→ Text block
◆ ◆ ◆ ◆ ◆ ◆ ◆

Tuesday, October 19, 2004

I'm Voting Tonight

It's endorsement season, and this humble blogger will make his endorsements in this post.

My absentee ballot arrived from New York State today. New York State is a solid blue state; Sen. John Kerry will win all the electoral votes from that state (see Current Electoral Vote Predictor 2004). This reality has informed my decision of whom I will endorse.

The current issue of The American Conservative (link via A conservative blog for peace) offers traditional conservative arguments for each of the candidates (even Kerry and Nader), and for abstaining altogther from the election. which sometimes seems like the best choice.

Each "endorsement" is prefaced with these all-too-true words:
    "Unfortunately, this election does not offer traditional conservatives an easy or natural choice and has left our editors as split as our readership."

Patrick J. Buchanan surprised me by endorsing President Bush in his contribution, entitled Coming Home. (PJB must be mellowing a bit with age.) His is in no way, however, a ringing endorsement of the man he ran against in 2000 and whose war he has been a staunch critic of since before its inception. He writes:
    "[W]hile Bush and Kerry are both wrong on Iraq, Sharon, NAFTA, the WTO, open borders, affirmative action, amnesty, free trade, foreign aid, and Big Government, Bush is right on taxes, judges, sovereignty, and values. Kerry is right on nothing."

For me, the main issues there are values and judges. I shudder to imagine a Kerry Supreme Court.

Mr. Buchanan also offers these pragmatic words:
    "If an authentic conservatism rooted in the values of faith, family, community, and country is ever again to become the guiding light of national policy, it will have to come through a Republican administration.

    "[W]hile one must respect votes for Michael Peroutka by those who live in Red or Blue states, we cannot counsel such votes in battleground states."

Well said.

I live in a solid blue state, however, and while I will be hoping for a Bush victory, I will be writing in the name of Michael Anthony Peroutka (see Peroutka for United States President in 2004) of the Constitution Party on my absentee ballot.

Howard Phillips, in his endorsement entitled Constitutionally Correct Peroutka, summarizes the Perouta platform:
    "As president, Michael Peroutka would end federal intervention in education, cut off federal funding of Planned Parenthood and homosexual activist groups, withdraw from NATO, the UN, NAFTA, WTO, the World Bank, and the IMF. He would seal our borders, cancel the George W. Bush-Vicente Fox treaty to pay Social Security benefits to illegal aliens who have returned to Mexico, expel illegal aliens, end all foreign aid, withdraw from Iraq, oppose the Patriot Act, fight all forms of socialized medicine, and appoint only judges who are 100 percent against abortion. Peroutka would abolish the IRS and replace the income tax with a revenue tariff. He would recognize the threat posed by Communist China and rebuild the U.S. Navy, which has dropped from 600 ships under Ronald Reagan to fewer than 250 today."

[Taki, TAC's editor-in-chief, has made the same choice in his piece, entitled The Real Deal.]

Now that would certainly shake things up a bit, wouldn't it!

The nativist tone of much of that rhetoric turns me off as a Catholic, and the elevation of the Constitution to the status of near-Holy Writ by Peroutka's party strikes me as a bit idolotrous. But the Constitution is as close to Tradition as we Americans get, and the only other viable protest candidate, Libertarian Michael Badnarik, dodges the issue of Abortion.

Simply put, a vote for Peroutka will send a pro-life, anti-war message to President Bush.

[I wouldn't be voting this way if I were a resident of a battle-ground state.]

For the Legislative Branch, I'll be voting for two women, Nancy Naples for Congress and Dr. Marilyn O'Grady for Senate. Both women have received the endorsement of The Conservative Party of New York State.

As a "special federal voter," I am not eligible to vote for any local offices, so I don't need to research the pro-life credentials of the candidates for dog-catcher.

◆ ◆ ◆ ◆ ◆ ◆ ◆

→ Record extracts

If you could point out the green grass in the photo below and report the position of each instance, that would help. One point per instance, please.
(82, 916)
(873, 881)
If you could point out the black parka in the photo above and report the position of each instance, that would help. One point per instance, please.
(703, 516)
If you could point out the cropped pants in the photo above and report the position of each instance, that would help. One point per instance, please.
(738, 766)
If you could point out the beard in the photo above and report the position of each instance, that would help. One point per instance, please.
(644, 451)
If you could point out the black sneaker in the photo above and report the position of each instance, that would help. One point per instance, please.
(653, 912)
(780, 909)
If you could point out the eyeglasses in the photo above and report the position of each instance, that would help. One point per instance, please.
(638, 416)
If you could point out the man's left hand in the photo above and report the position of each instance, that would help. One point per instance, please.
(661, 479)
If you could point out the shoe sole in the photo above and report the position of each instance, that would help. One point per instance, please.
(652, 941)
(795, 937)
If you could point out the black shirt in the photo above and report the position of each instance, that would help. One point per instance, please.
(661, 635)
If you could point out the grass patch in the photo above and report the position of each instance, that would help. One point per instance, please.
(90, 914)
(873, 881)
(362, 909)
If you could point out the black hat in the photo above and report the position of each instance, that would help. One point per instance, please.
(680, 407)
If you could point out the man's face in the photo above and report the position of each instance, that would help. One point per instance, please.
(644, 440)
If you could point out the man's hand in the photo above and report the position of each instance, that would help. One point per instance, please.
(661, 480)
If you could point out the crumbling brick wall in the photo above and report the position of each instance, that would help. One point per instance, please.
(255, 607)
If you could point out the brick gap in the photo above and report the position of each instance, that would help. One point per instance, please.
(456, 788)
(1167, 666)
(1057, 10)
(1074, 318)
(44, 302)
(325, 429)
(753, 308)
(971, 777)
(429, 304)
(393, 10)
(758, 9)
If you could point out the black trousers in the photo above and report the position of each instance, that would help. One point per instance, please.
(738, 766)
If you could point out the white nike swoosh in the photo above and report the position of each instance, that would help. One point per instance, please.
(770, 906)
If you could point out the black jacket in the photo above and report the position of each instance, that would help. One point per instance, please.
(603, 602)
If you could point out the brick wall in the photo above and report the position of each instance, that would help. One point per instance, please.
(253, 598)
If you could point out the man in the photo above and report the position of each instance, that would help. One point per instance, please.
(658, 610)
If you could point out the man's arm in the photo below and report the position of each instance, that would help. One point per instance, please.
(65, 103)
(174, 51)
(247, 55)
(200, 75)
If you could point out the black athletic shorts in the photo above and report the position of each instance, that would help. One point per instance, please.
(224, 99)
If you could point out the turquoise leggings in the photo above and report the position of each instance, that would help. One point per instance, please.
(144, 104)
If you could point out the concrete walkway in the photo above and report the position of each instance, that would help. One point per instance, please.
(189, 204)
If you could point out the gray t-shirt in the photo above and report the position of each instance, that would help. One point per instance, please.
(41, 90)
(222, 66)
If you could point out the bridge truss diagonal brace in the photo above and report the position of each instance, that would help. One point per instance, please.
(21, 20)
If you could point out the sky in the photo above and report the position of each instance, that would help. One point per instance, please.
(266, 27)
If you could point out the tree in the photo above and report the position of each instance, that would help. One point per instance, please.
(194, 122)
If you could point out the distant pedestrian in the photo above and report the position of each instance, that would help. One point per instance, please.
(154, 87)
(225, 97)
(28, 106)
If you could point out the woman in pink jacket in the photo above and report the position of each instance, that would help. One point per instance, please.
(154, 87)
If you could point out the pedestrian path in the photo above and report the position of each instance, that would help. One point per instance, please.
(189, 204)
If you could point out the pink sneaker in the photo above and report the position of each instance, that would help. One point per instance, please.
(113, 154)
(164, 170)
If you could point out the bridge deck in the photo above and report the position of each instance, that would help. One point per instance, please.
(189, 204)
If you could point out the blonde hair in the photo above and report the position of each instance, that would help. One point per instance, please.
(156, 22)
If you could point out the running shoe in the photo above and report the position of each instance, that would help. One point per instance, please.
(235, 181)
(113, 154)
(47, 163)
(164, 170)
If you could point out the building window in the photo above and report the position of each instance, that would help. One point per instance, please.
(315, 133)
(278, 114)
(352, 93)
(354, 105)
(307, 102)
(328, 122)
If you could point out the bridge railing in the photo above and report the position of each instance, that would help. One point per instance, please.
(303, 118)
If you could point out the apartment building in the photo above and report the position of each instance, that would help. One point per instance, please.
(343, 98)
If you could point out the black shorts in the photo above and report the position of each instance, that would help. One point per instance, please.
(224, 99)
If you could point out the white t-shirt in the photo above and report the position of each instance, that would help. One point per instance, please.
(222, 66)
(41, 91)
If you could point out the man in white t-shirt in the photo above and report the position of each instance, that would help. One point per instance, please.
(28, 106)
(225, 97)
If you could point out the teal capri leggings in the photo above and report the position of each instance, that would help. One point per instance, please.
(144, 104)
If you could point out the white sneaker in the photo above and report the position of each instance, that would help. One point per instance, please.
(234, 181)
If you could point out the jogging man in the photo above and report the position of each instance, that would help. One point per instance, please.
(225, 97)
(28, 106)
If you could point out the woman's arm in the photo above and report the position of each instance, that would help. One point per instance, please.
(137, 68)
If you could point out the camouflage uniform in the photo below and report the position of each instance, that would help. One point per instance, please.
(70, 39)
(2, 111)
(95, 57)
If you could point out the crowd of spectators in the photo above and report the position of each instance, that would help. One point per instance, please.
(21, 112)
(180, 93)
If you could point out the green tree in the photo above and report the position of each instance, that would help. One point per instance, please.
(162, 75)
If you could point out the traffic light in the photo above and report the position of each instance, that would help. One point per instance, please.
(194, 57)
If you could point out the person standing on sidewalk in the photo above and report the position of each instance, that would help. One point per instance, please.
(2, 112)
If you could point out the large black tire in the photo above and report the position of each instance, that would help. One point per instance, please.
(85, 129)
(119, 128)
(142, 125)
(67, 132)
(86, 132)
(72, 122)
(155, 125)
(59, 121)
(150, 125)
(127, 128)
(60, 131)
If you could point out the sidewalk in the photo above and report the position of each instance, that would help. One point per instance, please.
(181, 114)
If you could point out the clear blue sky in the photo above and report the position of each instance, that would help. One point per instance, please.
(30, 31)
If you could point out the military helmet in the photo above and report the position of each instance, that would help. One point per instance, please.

◆ ◆ ◆ ◆ ◆ ◆ ◆

→ What to do
1. In the endorsement post, give the text from "Now that would" to "New York State." again, substituting "avoids" for "dodges".
2. Answer yes or no for each statement, based on the endorsement post, and quote the words that decide it: (a) The blogger's absentee ballot came from New York State. (b) Patrick J. Buchanan endorsed John Kerry. (c) The blogger can vote for local offices.

→ Task results
1.
Now that would certainly shake things up a bit, wouldn't it!

The nativist tone of much of that rhetoric turns me off as a Catholic, and the elevation of the Constitution to the status of near-Holy Writ by Peroutka's party strikes me as a bit idolotrous. But the Constitution is as close to Tradition as we Americans get, and the only other viable protest candidate, Libertarian Michael Badnarik, avoids the issue of Abortion.

Simply put, a vote for Peroutka will send a pro-life, anti-war message to President Bush.

[I wouldn't be voting this way if I were a resident of a battle-ground state.]

For the Legislative Branch, I'll be voting for two women, Nancy Naples for Congress and Dr. Marilyn O'Grady for Senate. Both women have received the endorsement of The Conservative Party of New York State.

2.
(a) Yes: "My absentee ballot arrived from New York State today."
(b) No: "Patrick J. Buchanan surprised me by endorsing President Bush in his contribution"
(c) No: "I am not eligible to vote for any local offices"